Description of the task: The entries that follow must be given again exactly, with the pictures excluded.

Data to process:
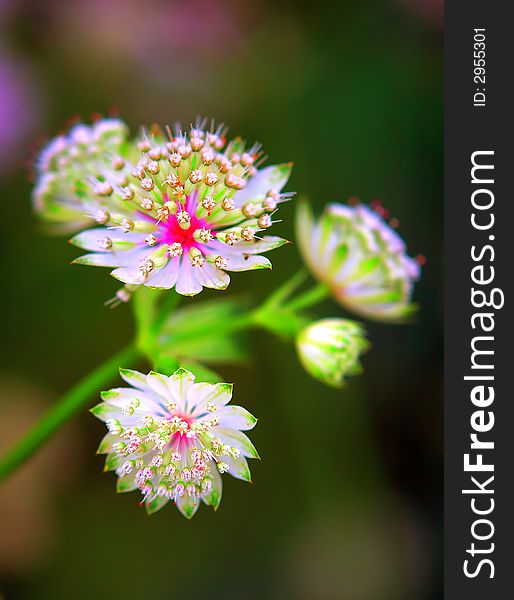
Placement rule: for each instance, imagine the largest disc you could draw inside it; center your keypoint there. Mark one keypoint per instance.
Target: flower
(360, 258)
(172, 438)
(182, 209)
(71, 166)
(329, 349)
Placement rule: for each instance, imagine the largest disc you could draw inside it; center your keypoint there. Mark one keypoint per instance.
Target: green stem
(313, 296)
(69, 404)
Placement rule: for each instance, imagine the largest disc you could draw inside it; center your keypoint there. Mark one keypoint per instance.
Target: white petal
(188, 505)
(134, 378)
(160, 385)
(236, 417)
(210, 276)
(238, 467)
(91, 239)
(270, 178)
(166, 277)
(201, 394)
(187, 282)
(247, 262)
(237, 440)
(179, 384)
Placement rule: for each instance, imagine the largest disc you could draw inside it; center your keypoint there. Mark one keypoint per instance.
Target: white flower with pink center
(189, 209)
(172, 438)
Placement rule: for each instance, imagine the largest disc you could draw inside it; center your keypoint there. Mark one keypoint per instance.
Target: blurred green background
(346, 502)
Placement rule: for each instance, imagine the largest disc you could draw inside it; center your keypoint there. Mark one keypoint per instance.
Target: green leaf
(202, 373)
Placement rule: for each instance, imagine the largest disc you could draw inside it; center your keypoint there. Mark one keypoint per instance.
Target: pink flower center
(170, 231)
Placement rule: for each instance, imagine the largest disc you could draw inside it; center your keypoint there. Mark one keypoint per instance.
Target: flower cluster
(329, 349)
(361, 258)
(172, 438)
(173, 209)
(67, 168)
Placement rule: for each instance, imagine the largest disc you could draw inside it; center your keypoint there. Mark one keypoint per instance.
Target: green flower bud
(330, 349)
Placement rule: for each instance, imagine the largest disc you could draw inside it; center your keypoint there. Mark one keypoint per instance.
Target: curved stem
(56, 416)
(313, 296)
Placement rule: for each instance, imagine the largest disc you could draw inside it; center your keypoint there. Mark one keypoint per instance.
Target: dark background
(346, 502)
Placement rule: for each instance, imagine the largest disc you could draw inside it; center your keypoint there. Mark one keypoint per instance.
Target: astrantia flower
(190, 208)
(72, 172)
(330, 349)
(171, 438)
(361, 258)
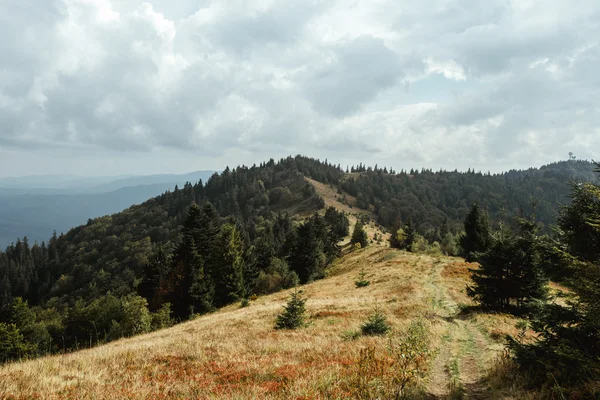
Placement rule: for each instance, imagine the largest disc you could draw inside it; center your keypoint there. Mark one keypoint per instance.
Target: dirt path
(464, 351)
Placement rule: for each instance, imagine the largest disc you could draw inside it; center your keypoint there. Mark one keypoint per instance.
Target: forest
(245, 232)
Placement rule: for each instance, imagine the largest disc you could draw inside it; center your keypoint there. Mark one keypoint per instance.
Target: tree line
(516, 262)
(186, 252)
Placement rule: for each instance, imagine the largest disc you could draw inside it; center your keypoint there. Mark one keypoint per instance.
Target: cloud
(449, 83)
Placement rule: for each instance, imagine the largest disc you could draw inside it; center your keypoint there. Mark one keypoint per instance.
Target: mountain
(236, 353)
(71, 184)
(252, 231)
(65, 202)
(255, 231)
(426, 198)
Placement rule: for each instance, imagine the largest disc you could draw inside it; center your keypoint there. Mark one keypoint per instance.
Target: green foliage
(566, 354)
(477, 236)
(362, 281)
(376, 324)
(511, 275)
(359, 235)
(161, 319)
(12, 343)
(136, 318)
(228, 269)
(448, 245)
(403, 237)
(428, 198)
(276, 277)
(293, 314)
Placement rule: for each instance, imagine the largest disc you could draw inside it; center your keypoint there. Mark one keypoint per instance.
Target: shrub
(136, 317)
(350, 335)
(362, 282)
(162, 317)
(293, 313)
(12, 343)
(396, 371)
(376, 324)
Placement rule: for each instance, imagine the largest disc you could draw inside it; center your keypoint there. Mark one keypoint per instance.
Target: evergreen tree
(476, 238)
(155, 274)
(229, 267)
(307, 249)
(567, 351)
(359, 235)
(510, 275)
(410, 236)
(292, 316)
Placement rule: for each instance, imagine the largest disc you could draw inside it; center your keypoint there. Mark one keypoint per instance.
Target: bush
(162, 318)
(12, 343)
(376, 324)
(136, 317)
(362, 282)
(350, 335)
(396, 371)
(293, 313)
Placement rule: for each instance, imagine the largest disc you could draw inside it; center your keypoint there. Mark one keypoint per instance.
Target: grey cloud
(361, 69)
(275, 78)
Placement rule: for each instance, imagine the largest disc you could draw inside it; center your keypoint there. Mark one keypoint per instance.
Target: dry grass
(236, 354)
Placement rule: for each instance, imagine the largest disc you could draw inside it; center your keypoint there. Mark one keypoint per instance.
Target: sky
(114, 87)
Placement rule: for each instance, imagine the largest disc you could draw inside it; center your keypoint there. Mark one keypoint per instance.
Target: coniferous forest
(256, 230)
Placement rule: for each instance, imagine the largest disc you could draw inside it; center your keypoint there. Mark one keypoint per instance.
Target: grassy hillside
(235, 353)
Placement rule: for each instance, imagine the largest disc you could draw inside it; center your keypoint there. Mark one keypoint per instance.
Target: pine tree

Answer to this exercise:
Placement rule: for each instance, imagine the largest disc you could draw inside it; center your keypoint there. Mark one keypoint per instance.
Target: flower
(360, 258)
(172, 438)
(182, 209)
(71, 166)
(329, 349)
Placement rule: for each instance, imagine the largest disc you could draw inside it; center your keypoint there. Mark one keypoint per instance.
Target: green stem
(313, 296)
(69, 404)
Placement rule: for each instance, imagine the largest disc you could draw inside it; center your keypoint there. Mark one keypoint per instance.
Target: white petal
(188, 505)
(134, 378)
(160, 385)
(236, 417)
(210, 276)
(238, 467)
(91, 239)
(270, 178)
(166, 277)
(201, 394)
(187, 282)
(247, 262)
(237, 440)
(179, 384)
Placement rule: for each instance, imagine the largest disc you could draw inside it; center your keypoint there. Mark one keypoint per instance.
Target: white flower with pink center
(189, 209)
(172, 438)
Placement rule: for each instance, imagine the largest disc you could draw inside it; center your keypoint there. Mark one keypoint per instance.
Target: blurred green background
(346, 502)
Placement rule: for each instance, imagine the largest disc you could draw inside it; center your keypoint there. Mark one keypoint per instance.
Target: green leaf
(202, 373)
Placement rule: for each instance, imagine the largest disc you could draw inside it; center your keypoint there. Mark one keypoint per instance.
Target: pink flower center
(170, 231)
Placement rule: for each instance, imagine the largest disc you could draw inside it; center your keypoint there. Mark one keypoint per instance.
Target: flower cluster
(329, 349)
(361, 258)
(172, 438)
(173, 209)
(67, 168)
Placement rule: for each instance, imagine the largest disc you could draw inside it; center your keypoint there. Mark one keypoint per instance.
Target: green flower bud
(330, 349)
Placement rule: for each instance, imagine the largest disc you could draw inside it; center your keypoint there. Mark one keypoint per instance.
Target: curved stem
(56, 416)
(313, 296)
Placement rule: for each instance, imagine the largest disc you could draw inside it; center your keypoint there. Mark one keypoint per instance.
Target: dark background
(346, 502)
Placement rule: for each instance, imagine the largest disc you could draw inside it; center your keypoint there. Mark one keypoint per instance.
Target: astrantia flower
(190, 208)
(72, 172)
(330, 349)
(171, 438)
(361, 258)
Placement rule: for each instance, imagine the largest disc you could draw inside it; center your keypoint there. Mark one keypoint per instance.
Target: dirt path
(464, 351)
Placement rule: for each instance, imagine the largest disc you could draw inside it; center your keypoint there. Mark one keypoint per instance.
Target: forest
(245, 232)
Placement rule: for each instance, imagine the largest disc you could draw inside it; center your keypoint there. Mark one keypoint per instance.
Target: tree line
(516, 262)
(186, 252)
Placement rule: for each instance, imagine the largest disc you could draw inside it; center your keypoint there. Mark one keypoint per instance.
Target: cloud
(449, 83)
Placement rule: for each instance, imagine the largest disc you could draw inside it; center your keypoint there. Mark one keypoint per instance.
Target: mountain
(236, 353)
(71, 184)
(252, 231)
(65, 202)
(255, 231)
(426, 198)
Placement rule: for each instance, imagine the largest disc you could draw inside it; center your keypoint there. Mark one keypoint per instance.
Target: green foliage
(566, 354)
(477, 236)
(362, 281)
(376, 324)
(511, 275)
(359, 235)
(161, 319)
(12, 343)
(136, 318)
(228, 269)
(448, 245)
(403, 237)
(428, 198)
(276, 277)
(293, 314)
Placement rule: for each instance, imagine the largest disc you could draw inside it; center your keypoint there. Mark one keypoint per instance.
Target: shrub
(136, 317)
(350, 335)
(362, 282)
(162, 317)
(293, 313)
(12, 343)
(396, 371)
(376, 324)
Placement rule: for each instance, imagine the largest disc you could draw inside it; center your keypoint there. Mark one keypoint per instance.
Target: evergreen tree
(476, 238)
(155, 274)
(229, 267)
(307, 249)
(567, 351)
(359, 235)
(510, 275)
(410, 236)
(292, 316)
Placement rule: for each instance, imagine the largest disc you could draw inside it; center your keypoint there. Mark one keypoint per instance.
Target: bush
(162, 318)
(12, 343)
(376, 324)
(136, 317)
(362, 282)
(350, 335)
(396, 371)
(293, 313)
Placement rule: for each instance, imagine the largest disc you could draw inside it; center your keypoint there. Mark one keypoint per instance.
Target: grey cloud
(361, 69)
(275, 78)
Placement rule: for each instance, imagine the largest disc you could draw inside it; center your keypoint there. Mark one keypoint per instance.
Target: dry grass
(236, 354)
Placement rule: for each instance, imagine the largest disc you could draw inside it; center your keypoint there. Mark one keypoint per instance.
Target: sky
(114, 87)
Placement rule: for each instance, imagine the largest disc you could draw inside it; center your keypoint there. Mark one keypoint per instance.
Target: coniferous forest
(256, 230)
Placement rule: for each instance, imagine the largest disc you could draw inside it; center your keypoint there. Mark one keypoint per instance.
Target: grassy hillside
(235, 353)
Placement rule: for each instance, imagine the largest disc you could draw inside it; center your keypoint there. Mark one keypoint per instance.
Target: pine tree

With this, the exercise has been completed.